§ **Exercise description**
Rewrite the listing below with "dot" replaced by "marker" wherever it appears, leaving everything else untouched. Leave the pictures out of your answer.

══════════

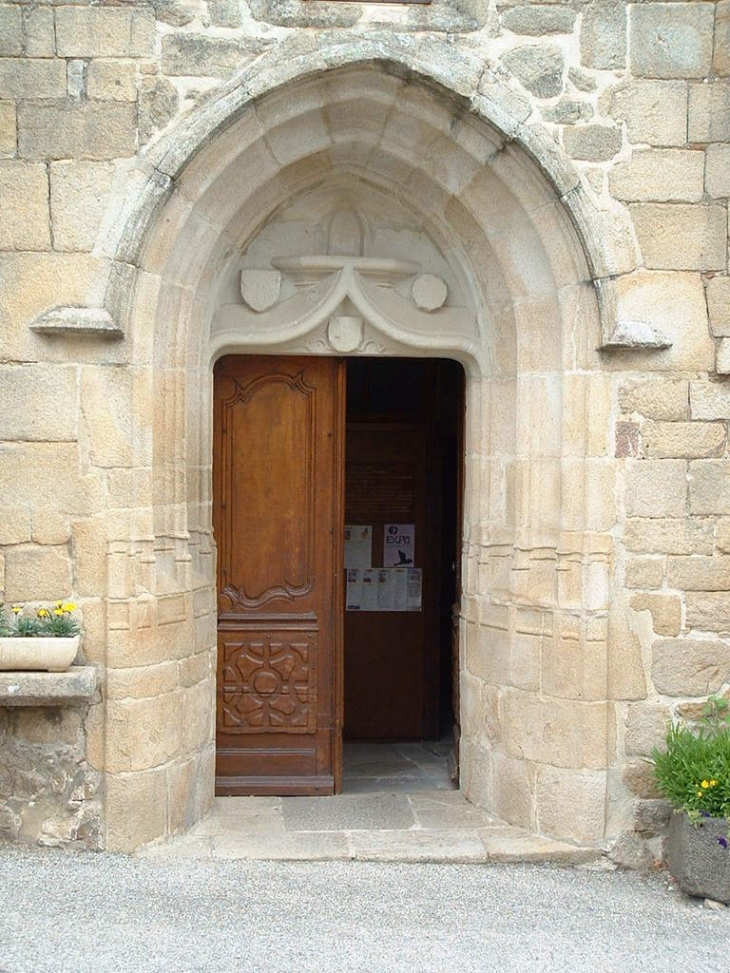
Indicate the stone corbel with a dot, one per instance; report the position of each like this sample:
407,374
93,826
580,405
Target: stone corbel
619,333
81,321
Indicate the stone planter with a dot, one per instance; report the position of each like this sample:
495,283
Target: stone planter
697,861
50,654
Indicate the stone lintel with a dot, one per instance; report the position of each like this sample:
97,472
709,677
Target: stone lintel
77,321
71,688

══════════

§ **Solution to this problem**
Indicate the stone corbel with a marker, one per instance; report the position of each like this sample:
407,374
93,826
580,405
Target: stone corbel
619,333
81,321
Indicate the stone planter with a marker, one per instance; report the position of each like this sample:
495,283
Target: stone planter
697,861
50,654
Indicate the stone lintel with a marker, one per instance; report the position of each like this sample:
97,472
709,677
Target: stone lintel
77,321
71,688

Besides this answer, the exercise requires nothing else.